▸ **Material provided**
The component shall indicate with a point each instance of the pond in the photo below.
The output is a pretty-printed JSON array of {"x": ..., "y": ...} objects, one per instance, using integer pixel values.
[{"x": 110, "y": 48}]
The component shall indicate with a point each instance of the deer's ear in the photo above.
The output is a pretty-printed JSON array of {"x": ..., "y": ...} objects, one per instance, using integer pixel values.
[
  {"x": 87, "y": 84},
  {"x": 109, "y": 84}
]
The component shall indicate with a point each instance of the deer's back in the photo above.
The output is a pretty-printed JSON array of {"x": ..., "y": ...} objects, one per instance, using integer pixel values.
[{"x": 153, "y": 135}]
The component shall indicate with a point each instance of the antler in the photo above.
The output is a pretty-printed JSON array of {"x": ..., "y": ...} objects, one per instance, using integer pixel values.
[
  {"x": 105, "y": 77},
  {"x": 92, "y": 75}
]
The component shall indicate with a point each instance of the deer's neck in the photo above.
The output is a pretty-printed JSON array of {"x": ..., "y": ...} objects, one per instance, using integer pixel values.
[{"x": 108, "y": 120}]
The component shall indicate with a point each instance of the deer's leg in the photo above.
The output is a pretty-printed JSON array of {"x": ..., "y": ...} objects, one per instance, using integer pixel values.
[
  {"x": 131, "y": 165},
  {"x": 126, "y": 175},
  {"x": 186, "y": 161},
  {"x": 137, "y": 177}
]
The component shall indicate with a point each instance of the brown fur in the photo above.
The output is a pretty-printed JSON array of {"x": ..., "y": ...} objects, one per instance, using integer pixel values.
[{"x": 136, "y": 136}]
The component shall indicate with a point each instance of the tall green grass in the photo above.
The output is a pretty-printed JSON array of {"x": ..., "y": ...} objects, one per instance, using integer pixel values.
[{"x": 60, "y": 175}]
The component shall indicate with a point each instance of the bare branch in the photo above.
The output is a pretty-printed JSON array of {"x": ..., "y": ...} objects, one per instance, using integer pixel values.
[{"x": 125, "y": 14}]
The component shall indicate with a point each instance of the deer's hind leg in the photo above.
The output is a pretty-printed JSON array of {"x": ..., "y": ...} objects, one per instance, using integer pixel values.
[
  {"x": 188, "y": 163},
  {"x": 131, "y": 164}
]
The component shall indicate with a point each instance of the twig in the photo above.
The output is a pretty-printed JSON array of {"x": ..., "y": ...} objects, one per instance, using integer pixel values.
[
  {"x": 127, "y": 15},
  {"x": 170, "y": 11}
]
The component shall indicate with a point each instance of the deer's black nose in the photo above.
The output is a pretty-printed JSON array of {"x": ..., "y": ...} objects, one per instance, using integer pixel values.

▸ **Aim**
Rewrite the records as a JSON list of strings, one string per line, leaving out blank lines. Cover only the lines from the one containing "neck in the photo above." through the end of the records, both ends included.

▸ **Solution**
[
  "The component shall indicate with a point each instance of the deer's neck in the photo above.",
  "The output is a pretty-printed JSON array of {\"x\": ..., \"y\": ...} objects, one per instance, using integer pixel values.",
  "[{\"x\": 108, \"y\": 120}]",
  "The component shall indicate with a point each instance of the deer's leg in the photo above.",
  "The output is a pretty-printed JSON array of {\"x\": ..., \"y\": ...} objects, one per instance, using integer pixel values.",
  "[",
  "  {\"x\": 131, \"y\": 165},",
  "  {\"x\": 126, \"y\": 175},",
  "  {\"x\": 186, \"y\": 161},",
  "  {\"x\": 137, \"y\": 177}",
  "]",
  "The component shall indicate with a point each instance of the brown fur in the photo above.",
  "The output is a pretty-printed JSON array of {\"x\": ..., \"y\": ...} objects, one per instance, using integer pixel values.",
  "[{\"x\": 136, \"y\": 136}]",
  "The component shall indicate with a point each instance of the tall green grass in the photo above.",
  "The output is a pretty-printed JSON array of {\"x\": ..., \"y\": ...} objects, one per instance, using integer pixel values.",
  "[{\"x\": 60, \"y\": 175}]",
  "The component shall indicate with a point each instance of the bare branch in the photo above.",
  "The output is a pretty-printed JSON array of {\"x\": ..., \"y\": ...} objects, one per instance, using integer pixel values.",
  "[{\"x\": 125, \"y\": 14}]",
  "The component shall indicate with a point each instance of the deer's hind leg in the photo above.",
  "The output is a pretty-printed JSON array of {\"x\": ..., \"y\": ...} objects, one per instance, using integer pixel values.",
  "[",
  "  {\"x\": 188, \"y\": 163},",
  "  {\"x\": 131, \"y\": 164}",
  "]",
  "The component shall indicate with a point each instance of the twig in the photo above.",
  "The output is a pretty-printed JSON array of {\"x\": ..., \"y\": ...} objects, one per instance, using integer pixel values.",
  "[",
  "  {\"x\": 127, \"y\": 15},",
  "  {\"x\": 170, \"y\": 11}",
  "]",
  "The component shall indicate with a point each instance of the deer's black nose in the photo above.",
  "The output is a pretty-printed JSON array of {\"x\": ..., \"y\": ...} objects, one per instance, using integer pixel values."
]